▶ GIVEN EXERCISE 1: According to the piece on Emily Dickinson's bedroom, what was the doorknob made of?
▶ GIVEN EXERCISE 2: Continue the letter about Emily Dickinson's bedroom, picking up right after its last sentence.

▶ EXCERPT PROVIDED:
====
Soapbox Poet

Maybe, Emily | A Look in Emily Dickinson’s Bedroom

Emily Dickinson's bedroom

Image Source: Chicago Tribune

A letter to Emily Dickinson and the impression she left in the room she lived in.

Maybe, Emily.

As Emily shut the narrow, cream door and released the marble doorknob, I would only imagine she envisioned herself shutting out life behind her. All of her collective experiences and thoughts that she wished to keep out took a left out of her door and traveled like a wisp of wind past caramel hardwood and intricate cream wallpaper. To the right, the hustle and bustle she sealed away swept down smooth, polished banisters: the grand evacuation. Society entangled its limbs around pure white columns and slid down the front stairs with a messy grace and a harsh goodbye. 

Society entangled its limbs around pure white columns and slid down the front stairs with a messy grace and a harsh goodbye.
====
▶ DATA EXTRACT:
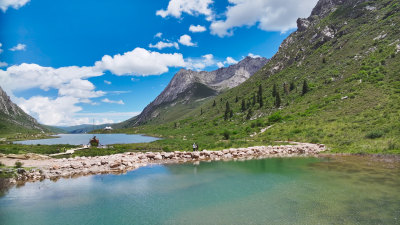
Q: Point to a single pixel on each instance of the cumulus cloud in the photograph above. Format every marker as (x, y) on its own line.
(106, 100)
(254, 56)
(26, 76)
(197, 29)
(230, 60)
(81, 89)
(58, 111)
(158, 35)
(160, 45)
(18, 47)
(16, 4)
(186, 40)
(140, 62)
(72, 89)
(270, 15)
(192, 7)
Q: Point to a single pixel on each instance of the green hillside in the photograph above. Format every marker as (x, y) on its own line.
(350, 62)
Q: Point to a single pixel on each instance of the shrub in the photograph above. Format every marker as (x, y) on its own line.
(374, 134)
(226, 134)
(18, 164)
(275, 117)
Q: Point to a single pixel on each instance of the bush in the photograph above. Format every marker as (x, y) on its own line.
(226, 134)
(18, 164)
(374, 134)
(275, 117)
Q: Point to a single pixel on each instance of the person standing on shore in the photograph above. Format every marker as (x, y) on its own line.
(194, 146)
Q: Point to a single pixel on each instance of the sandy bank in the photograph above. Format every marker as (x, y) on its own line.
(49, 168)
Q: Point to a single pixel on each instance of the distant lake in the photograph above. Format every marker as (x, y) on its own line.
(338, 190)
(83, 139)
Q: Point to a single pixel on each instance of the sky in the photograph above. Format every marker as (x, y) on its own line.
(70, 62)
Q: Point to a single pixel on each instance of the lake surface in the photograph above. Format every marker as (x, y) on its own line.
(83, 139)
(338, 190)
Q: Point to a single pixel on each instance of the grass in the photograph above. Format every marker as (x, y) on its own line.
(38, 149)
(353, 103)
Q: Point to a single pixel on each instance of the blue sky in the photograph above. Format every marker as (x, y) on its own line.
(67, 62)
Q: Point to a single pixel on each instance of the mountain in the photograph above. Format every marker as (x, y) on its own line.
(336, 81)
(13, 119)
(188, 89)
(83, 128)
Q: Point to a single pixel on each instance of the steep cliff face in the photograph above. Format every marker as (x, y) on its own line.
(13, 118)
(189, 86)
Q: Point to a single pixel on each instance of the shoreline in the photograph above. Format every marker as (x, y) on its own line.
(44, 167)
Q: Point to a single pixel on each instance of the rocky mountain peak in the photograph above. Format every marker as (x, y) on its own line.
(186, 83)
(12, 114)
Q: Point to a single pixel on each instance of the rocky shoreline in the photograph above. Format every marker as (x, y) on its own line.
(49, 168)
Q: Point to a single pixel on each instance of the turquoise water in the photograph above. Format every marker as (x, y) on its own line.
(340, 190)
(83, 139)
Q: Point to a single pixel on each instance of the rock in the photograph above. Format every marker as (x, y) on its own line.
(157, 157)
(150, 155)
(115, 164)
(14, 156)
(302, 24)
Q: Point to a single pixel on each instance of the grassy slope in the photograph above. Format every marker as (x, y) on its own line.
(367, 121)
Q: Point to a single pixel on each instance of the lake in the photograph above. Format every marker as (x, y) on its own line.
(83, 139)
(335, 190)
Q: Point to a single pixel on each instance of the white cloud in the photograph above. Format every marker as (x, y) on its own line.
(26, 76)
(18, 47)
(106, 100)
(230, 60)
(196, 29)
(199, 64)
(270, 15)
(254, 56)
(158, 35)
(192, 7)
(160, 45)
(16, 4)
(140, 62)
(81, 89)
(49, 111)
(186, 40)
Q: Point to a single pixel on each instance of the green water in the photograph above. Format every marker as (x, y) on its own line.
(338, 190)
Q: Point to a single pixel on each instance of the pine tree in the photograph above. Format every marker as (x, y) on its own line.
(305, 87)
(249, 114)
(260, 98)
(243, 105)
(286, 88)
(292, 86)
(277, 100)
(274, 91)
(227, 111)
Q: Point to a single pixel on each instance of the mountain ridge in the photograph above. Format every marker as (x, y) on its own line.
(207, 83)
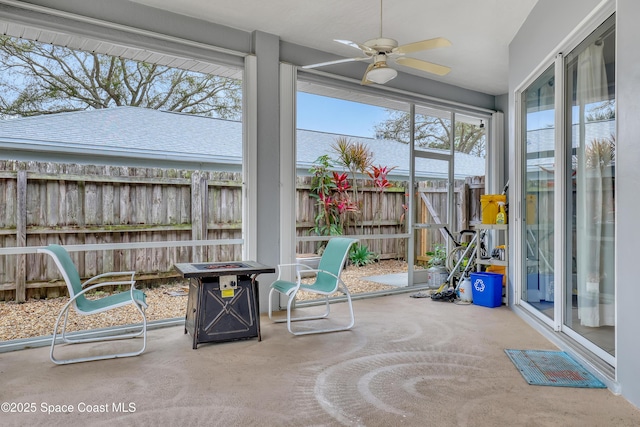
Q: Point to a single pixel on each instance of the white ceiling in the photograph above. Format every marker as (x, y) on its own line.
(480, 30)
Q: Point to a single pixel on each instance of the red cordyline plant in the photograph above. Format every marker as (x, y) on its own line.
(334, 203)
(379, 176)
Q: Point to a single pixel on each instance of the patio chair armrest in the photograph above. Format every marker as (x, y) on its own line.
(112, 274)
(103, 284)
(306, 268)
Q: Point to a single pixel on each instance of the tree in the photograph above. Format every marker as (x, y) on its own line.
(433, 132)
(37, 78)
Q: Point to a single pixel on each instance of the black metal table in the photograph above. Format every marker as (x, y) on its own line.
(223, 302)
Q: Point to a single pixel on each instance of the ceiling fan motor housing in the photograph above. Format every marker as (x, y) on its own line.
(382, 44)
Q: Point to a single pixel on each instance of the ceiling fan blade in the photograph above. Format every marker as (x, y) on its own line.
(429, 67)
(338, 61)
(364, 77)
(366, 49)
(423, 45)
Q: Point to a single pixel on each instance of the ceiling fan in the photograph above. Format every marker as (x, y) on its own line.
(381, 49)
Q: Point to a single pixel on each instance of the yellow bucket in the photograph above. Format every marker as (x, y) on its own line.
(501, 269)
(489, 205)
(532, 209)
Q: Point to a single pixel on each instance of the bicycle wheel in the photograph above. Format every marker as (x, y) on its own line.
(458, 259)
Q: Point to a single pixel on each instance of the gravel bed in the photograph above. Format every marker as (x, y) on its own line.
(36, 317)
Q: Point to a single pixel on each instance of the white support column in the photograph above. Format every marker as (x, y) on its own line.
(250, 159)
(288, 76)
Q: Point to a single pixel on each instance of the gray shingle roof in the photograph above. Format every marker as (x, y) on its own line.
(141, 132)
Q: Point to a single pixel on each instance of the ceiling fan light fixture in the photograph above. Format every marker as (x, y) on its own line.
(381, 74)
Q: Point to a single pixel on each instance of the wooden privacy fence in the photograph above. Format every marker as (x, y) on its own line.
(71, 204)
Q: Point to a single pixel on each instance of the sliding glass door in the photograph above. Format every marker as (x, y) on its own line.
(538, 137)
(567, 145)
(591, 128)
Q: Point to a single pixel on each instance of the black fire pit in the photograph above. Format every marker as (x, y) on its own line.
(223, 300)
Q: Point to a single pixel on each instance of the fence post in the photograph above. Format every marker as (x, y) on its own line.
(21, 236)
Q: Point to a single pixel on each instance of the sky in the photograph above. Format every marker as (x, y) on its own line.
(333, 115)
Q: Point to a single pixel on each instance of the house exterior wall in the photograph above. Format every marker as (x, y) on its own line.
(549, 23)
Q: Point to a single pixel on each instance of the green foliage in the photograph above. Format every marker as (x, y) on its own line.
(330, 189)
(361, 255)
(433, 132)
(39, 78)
====
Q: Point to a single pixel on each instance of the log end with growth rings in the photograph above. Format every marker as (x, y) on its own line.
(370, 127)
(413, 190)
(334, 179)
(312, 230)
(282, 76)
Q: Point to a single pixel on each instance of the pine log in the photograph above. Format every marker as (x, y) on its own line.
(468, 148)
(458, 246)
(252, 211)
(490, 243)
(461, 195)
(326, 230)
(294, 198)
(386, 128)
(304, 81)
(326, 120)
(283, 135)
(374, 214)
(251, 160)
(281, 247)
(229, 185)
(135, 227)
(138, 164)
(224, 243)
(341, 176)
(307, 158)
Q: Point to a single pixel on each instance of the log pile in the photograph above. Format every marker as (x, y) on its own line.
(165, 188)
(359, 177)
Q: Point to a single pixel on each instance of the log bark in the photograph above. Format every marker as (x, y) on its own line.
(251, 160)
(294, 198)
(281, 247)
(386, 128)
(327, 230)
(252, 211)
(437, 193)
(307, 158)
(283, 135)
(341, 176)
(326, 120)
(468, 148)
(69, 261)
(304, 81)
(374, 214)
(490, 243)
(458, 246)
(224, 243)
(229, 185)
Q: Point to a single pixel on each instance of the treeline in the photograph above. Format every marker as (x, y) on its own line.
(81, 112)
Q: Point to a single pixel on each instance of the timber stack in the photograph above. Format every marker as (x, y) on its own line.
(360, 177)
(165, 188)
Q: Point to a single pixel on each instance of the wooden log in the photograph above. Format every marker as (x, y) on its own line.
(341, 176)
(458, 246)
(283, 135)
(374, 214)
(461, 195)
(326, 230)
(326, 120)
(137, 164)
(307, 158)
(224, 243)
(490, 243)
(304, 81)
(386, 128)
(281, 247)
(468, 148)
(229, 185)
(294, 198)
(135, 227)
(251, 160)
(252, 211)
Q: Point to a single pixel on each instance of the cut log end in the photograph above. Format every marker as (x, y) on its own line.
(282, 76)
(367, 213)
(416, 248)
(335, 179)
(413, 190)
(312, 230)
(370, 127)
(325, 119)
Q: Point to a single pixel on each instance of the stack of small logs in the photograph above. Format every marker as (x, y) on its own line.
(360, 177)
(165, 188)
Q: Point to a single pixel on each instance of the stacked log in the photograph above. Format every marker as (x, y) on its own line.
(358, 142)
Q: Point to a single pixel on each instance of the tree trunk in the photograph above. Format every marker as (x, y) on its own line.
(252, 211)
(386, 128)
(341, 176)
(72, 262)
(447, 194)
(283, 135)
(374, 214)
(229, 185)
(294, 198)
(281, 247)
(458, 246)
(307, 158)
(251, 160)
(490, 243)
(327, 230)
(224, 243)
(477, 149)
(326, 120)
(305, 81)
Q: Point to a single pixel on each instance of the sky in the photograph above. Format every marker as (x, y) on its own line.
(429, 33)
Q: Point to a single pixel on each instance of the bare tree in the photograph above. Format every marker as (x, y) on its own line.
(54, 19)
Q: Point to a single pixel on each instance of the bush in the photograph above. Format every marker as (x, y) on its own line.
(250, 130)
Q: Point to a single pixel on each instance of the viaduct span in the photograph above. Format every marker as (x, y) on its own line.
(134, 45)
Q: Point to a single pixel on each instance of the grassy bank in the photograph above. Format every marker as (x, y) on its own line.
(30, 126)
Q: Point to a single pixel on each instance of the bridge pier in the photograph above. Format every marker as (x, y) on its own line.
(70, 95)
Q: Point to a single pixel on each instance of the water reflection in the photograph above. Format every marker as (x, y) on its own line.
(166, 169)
====
▶ WRITTEN REPLY 1: Marble.

▶ WRITTEN REPLY 2:
I’d imagine Emily anxiously pushing thick gold curtains to the side and peering out onto Main Street. The sort of circus menagerie, both existent and non, would march back to Boston, an exodus. The pedestrian leaves would pirouette as the breeze protested by. She probably grinned before she turned around, maybe an autumn chill would pulse through her. Whether it was a breeze or the lingering enchantment of those she missed, I can only guess. 

The sort of circus menagerie, both existent and non, would march back to Boston, an exodus.

A recluse of sorts, she was an observer of the entanglement of emotions she once encountered. Yet, with the glow of an oil lamp and a simple, wooden table that could fit no more than a single piece of paper, she engulfed those same experiences that she had locked out only minutes prior. Those wisps of wind that traveled eastward would once again be drawn back by the dance of her pen. 

A recluse of sorts, she was an observer of the entanglement of emotions she once encountered.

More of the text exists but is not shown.